**PROBLEM STATEMENT:**
Scan the material below for lines with the word "curved". Reply with the count and no other words.
================
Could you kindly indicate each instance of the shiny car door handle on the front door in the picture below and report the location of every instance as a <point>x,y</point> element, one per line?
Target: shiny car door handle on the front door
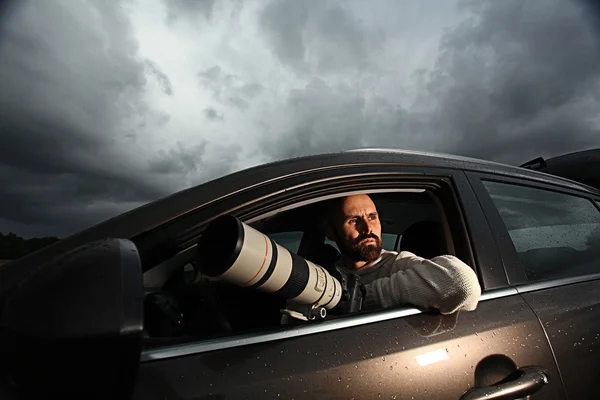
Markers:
<point>523,382</point>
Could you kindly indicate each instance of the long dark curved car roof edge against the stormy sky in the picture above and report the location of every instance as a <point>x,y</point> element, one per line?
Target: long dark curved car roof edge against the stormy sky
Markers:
<point>156,213</point>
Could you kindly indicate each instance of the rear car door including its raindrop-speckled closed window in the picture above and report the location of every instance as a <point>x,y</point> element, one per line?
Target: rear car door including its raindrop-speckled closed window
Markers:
<point>550,237</point>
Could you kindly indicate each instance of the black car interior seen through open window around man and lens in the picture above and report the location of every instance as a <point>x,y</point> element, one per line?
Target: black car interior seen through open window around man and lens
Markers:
<point>182,304</point>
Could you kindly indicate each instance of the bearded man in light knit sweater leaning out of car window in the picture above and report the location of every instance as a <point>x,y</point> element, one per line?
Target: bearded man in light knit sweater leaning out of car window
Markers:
<point>391,278</point>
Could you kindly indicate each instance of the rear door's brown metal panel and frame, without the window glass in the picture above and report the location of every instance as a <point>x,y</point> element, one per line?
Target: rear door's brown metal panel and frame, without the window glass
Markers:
<point>568,307</point>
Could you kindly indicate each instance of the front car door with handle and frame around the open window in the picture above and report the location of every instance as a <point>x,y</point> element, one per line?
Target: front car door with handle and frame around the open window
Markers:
================
**ANSWER SPACE:**
2